Text section:
Sonya Clark, A Collaboration, at the High Museum of Art in Atlanta

By Chadd Scott

A foundational tenet of American culture–of Western civilization–prioritizes the individual. The rugged individual. The do-it-yourselfer. The lone wolf. The lone ranger. The lone genius.

Artist Sonya Clark (b. 1967; Washington, D.C.) rejects this. Even when working by herself, Clark recognizes she’s part of a collective effort. “If I make a work with a piece of linen, I know that I'm in collaboration with the Earth that grew the linen, the sun, with nature, and then collaboration with whoever was working at the factory who spun and wove the linen,” Clark told “It already has passed through nature's creation and the hands of the people who have made the product.”

Her collective perspective runs deeper than her artwork. “I myself am a collaboration,” Clark said. “I wasn't born into this world without a collaboration. Literally, my mother and father had to get together for probably 20 minutes–hopefully longer. I’m built like my father who had long fingers. When I look at my hands working, I see my father's hands in my own hands, collaboration. I'm a composite of all the ancestors who have come before me.”

What you need to do:
#1 In the article on Sonya Clark, whose hands does Clark say she sees when she looks at her own hands working?
#2 Continue the article on Sonya Clark from where it stops.

Stored items from a collection:
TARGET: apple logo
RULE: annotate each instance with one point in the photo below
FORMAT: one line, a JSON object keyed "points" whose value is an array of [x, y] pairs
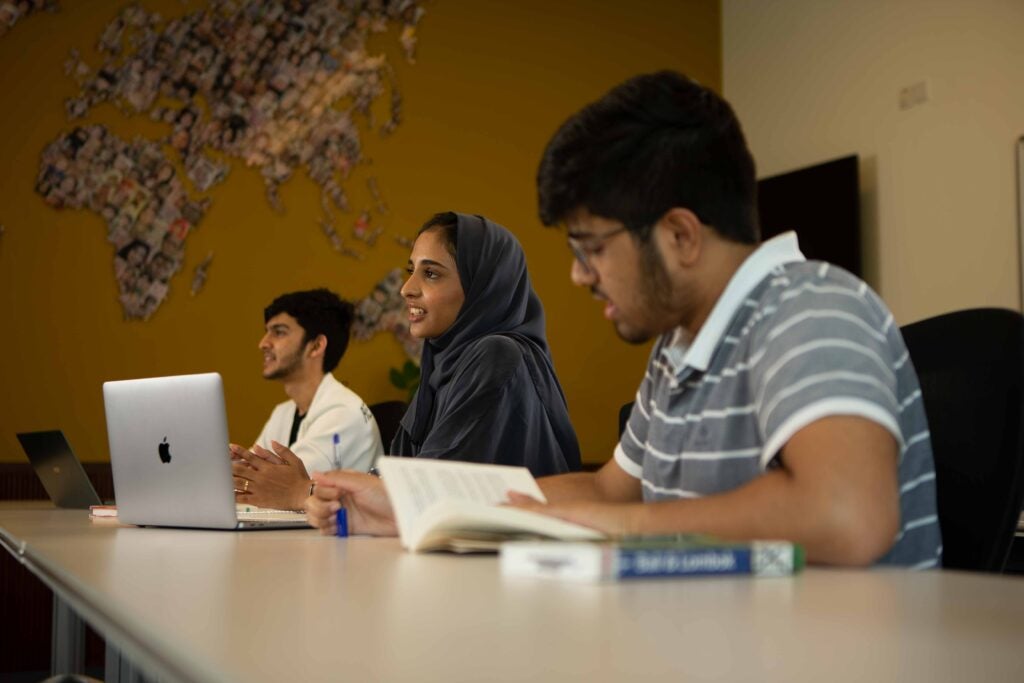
{"points": [[165, 451]]}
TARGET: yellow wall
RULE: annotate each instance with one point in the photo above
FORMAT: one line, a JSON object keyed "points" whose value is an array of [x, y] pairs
{"points": [[492, 82]]}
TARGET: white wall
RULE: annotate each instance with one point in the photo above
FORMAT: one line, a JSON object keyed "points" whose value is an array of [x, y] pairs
{"points": [[816, 79]]}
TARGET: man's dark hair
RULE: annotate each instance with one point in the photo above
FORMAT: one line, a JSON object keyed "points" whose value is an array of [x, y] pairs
{"points": [[654, 142], [446, 223], [318, 312]]}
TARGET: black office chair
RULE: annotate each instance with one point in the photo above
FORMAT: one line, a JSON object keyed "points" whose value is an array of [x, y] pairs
{"points": [[971, 365], [388, 414]]}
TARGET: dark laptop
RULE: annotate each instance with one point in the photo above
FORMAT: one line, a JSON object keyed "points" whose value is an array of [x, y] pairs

Answers for the exercise:
#1 Her father's hands.

#2
Clark’s chosen profession rarely celebrates, or even acknowledges, this.

“Selfhood, especially when it comes to artistic practice, especially when we think about it through a Western mode, which I resist, is this self-identity, the artist as genius–I'm not calling myself a genius, but this solo person who makes this thing,” Clark said.

The icon. The maverick. Michelangelo toiling away in solitude, suffering for the Sistine Chapel ceiling, his genius and his genius alone being responsible for its creation.

“We know he couldn't do that by himself, it's not possible, but we name it for one genius to hold up the genius trope,” Clark said. Further rejecting the solitary artist mythology, Clark routinely welcomes public participation into her largest pieces.

“I'm inviting all of those other people to come in and make the work with me because that helps me understand the work better,” she explained. “As they are making the work themselves, they are bringing their own stories in a way that makes the work theirs. As an artist, I want the artwork to resonate with people, if you're part of it, it literally resonates through your body.”

Clark’s large-scale, community-centered, and participatory projects are brought together for the first time during the exhibition “Sonya Clark: We Are Each Other” on view now at the High Museum of Art in Atlanta through February 18, 2024.

There is a danger in the extreme individualism currently popular in America. It promotes narcissism. Those figures then become demigods in their chosen fields of politics, business or tech. Rarely do their self-interests, which they’ve been rewarded for placing above any other interest, serve a greater good.

Extreme individualism is anti-social. Dog eat dog.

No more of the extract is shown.